Please update the items below by changing every "Tag each instance" to "Mark every instance" and leaving everything else as it is. Don't include the pictures in your answer.

→ **Data for this exercise**:
** start **

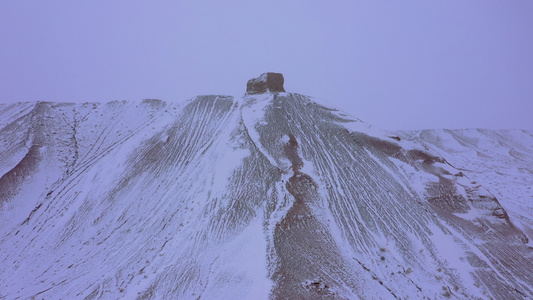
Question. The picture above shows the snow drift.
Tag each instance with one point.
(268, 196)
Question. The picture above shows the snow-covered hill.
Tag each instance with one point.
(271, 195)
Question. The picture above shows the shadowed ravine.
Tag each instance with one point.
(268, 196)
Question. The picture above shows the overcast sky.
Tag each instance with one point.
(393, 64)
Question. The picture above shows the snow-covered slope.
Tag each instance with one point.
(267, 196)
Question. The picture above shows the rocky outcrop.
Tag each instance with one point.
(267, 82)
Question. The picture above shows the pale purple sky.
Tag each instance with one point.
(393, 64)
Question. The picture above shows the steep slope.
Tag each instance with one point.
(268, 196)
(500, 160)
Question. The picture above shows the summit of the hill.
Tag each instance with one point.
(267, 82)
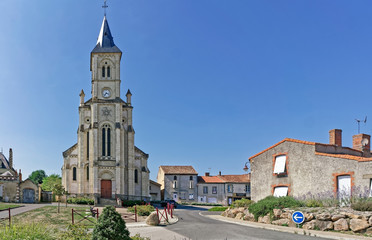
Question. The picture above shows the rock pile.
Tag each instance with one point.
(337, 219)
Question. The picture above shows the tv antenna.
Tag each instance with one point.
(358, 121)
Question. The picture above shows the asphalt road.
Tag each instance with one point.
(194, 226)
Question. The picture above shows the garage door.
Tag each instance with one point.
(28, 195)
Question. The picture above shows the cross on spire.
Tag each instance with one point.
(105, 6)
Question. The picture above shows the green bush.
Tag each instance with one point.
(142, 210)
(241, 203)
(217, 209)
(81, 200)
(26, 231)
(362, 206)
(111, 226)
(266, 205)
(77, 232)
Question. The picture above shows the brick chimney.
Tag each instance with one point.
(10, 158)
(357, 142)
(335, 137)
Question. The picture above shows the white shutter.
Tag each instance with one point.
(280, 164)
(280, 191)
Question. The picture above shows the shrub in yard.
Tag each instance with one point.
(266, 205)
(142, 210)
(26, 231)
(81, 200)
(77, 232)
(110, 226)
(241, 203)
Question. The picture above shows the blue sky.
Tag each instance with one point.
(213, 82)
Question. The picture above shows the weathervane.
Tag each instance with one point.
(104, 7)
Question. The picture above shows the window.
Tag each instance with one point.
(74, 174)
(248, 188)
(280, 191)
(280, 164)
(136, 176)
(106, 141)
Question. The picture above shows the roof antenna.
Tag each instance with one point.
(104, 7)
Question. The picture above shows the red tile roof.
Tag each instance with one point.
(178, 170)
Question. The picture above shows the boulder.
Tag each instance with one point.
(357, 225)
(277, 213)
(240, 215)
(324, 225)
(152, 219)
(323, 217)
(309, 225)
(341, 225)
(281, 222)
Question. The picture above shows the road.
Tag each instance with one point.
(195, 226)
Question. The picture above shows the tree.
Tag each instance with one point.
(37, 176)
(111, 226)
(58, 190)
(50, 181)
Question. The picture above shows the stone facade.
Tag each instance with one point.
(178, 183)
(310, 168)
(223, 189)
(104, 162)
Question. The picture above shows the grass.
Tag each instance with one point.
(48, 216)
(217, 209)
(4, 206)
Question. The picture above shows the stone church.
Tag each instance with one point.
(104, 162)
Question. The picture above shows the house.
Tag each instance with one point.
(104, 163)
(178, 183)
(223, 189)
(302, 168)
(155, 191)
(12, 188)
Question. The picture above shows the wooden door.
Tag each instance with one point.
(106, 189)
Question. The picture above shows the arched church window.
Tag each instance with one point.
(136, 176)
(106, 140)
(74, 174)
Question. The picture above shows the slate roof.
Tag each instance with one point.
(189, 170)
(244, 178)
(105, 41)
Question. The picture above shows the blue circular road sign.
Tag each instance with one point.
(298, 217)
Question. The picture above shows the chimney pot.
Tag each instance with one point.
(335, 137)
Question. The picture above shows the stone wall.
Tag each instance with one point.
(324, 219)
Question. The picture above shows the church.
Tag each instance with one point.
(105, 163)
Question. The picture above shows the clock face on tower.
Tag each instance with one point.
(106, 93)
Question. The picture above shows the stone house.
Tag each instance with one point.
(299, 168)
(223, 189)
(178, 183)
(105, 163)
(155, 191)
(12, 188)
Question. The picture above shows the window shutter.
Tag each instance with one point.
(280, 164)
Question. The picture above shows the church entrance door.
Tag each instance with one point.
(106, 189)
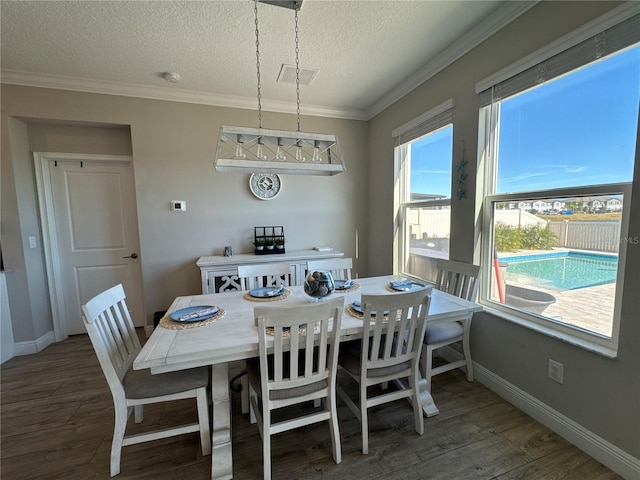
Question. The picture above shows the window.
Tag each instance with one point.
(423, 159)
(559, 146)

** end **

→ **Solution for this exercise**:
Question. The picture above shows the snow drift.
Mark every instance with one point.
(268, 196)
Question. The picture above shows the snow-covered hill.
Mark every instance with one point.
(271, 195)
Question. The picture above shows the shadowed ravine.
Mark every instance with one point.
(268, 196)
Question. The picture above shows the overcast sky.
Mark every instance with one point.
(393, 64)
Question. The picture above shows the snow-covered slope.
Mark every instance with one point.
(267, 196)
Question. The picture above shows the rocky outcrop.
Mark every instance with one point.
(267, 82)
Question. The picture above shows the pale purple sky.
Mark every instance with one point.
(393, 64)
Question. The picture above shows the steep slope.
Mark every instance with one point.
(268, 196)
(500, 160)
Question. The picture above shows the summit of the hill.
Mark every instance with one point.
(267, 82)
Question. The picture above shows the rock pile.
Mark every instance with one point.
(337, 219)
Question. The picture above shows the tv antenna.
Mark every instance with one point.
(358, 121)
Question. The picture above shows the asphalt road.
Mark every instance with one point.
(194, 226)
Question. The picture above shows the garage door.
Mark every instance with one point.
(28, 195)
Question. The picture above shows the cross on spire.
Mark every instance with one point.
(105, 6)
Question. The picture above shows the green bush.
Mark every instance with one point.
(142, 210)
(241, 203)
(217, 209)
(81, 200)
(26, 231)
(362, 206)
(111, 226)
(266, 205)
(77, 232)
Question. The picture above shows the brick chimney.
Mark every instance with one point.
(10, 158)
(357, 142)
(335, 137)
Question. The picture above shows the white shutter.
Mark every instance with one point.
(280, 164)
(280, 191)
Question. The picture above shows the shrub in yard.
Mark every instance with one point.
(266, 205)
(142, 210)
(26, 231)
(81, 200)
(77, 232)
(110, 226)
(241, 203)
Question. The picture above shows the blue sky.
Mark every instance with one point.
(213, 82)
Question. The picture above shows the weathervane.
Mark every instance with one point.
(104, 7)
Question. The picture above shows the window.
Mark every instance with one point.
(74, 174)
(248, 188)
(280, 191)
(280, 164)
(136, 176)
(106, 141)
Question. The picture above shows the roof antenna.
Mark every instance with one point.
(104, 7)
Question. The picture above shows the red tile roof.
Mark every instance with one point.
(178, 170)
Question. The picture above shows the boulder.
Mark every instance with one point.
(357, 225)
(277, 213)
(240, 215)
(324, 225)
(152, 219)
(323, 217)
(309, 225)
(341, 225)
(281, 222)
Question. The picture above shows the road.
Mark every instance with one point.
(195, 226)
Question. The picture above shows the tree.
Mark every instance with one point.
(37, 176)
(111, 226)
(58, 190)
(50, 181)
Question. The picture above shows the stone facade.
Mark every instance with one point.
(178, 183)
(310, 168)
(223, 189)
(104, 162)
Question. The picture above shows the grass.
Mark every instance with one point.
(48, 216)
(217, 209)
(4, 206)
Question. The picture above shows the stone church.
Mark every instance with one point.
(104, 162)
Question. The picture above shows the house.
Mark every instance with one point.
(104, 163)
(178, 183)
(223, 189)
(302, 168)
(155, 191)
(12, 188)
Question. The picture above shows the wooden door.
Mark every instance with one point.
(106, 189)
Question. The picture above shows the arched church window.
Mark every instance with one point.
(136, 176)
(106, 140)
(74, 174)
Question. The picture above shows the slate roof.
Mark every instance with one point.
(189, 170)
(244, 178)
(105, 41)
Question. The picture above shows the blue circular road sign.
Mark every instance with one point.
(298, 217)
Question. The picture above shows the chimney pot.
Mark every instance with one point.
(335, 137)
Question. The picture above shows the stone wall.
Mark every instance with one point.
(324, 219)
Question. The picture above shows the church.
Mark every instance with one point.
(105, 163)
Question. The picture above shows the clock face on tower.
Mark every instance with one point.
(106, 93)
Question. The picture above shows the stone house.
Mark every instance with one point.
(299, 168)
(223, 189)
(178, 183)
(105, 163)
(155, 191)
(12, 188)
Question. The picture above shows the window shutter.
Mark every instance with one point.
(280, 164)
Question. The picture above shows the church entrance door.
Mark every instance with one point.
(106, 189)
Question. The picture above shows the window.
Mark every instance with one point.
(423, 159)
(559, 146)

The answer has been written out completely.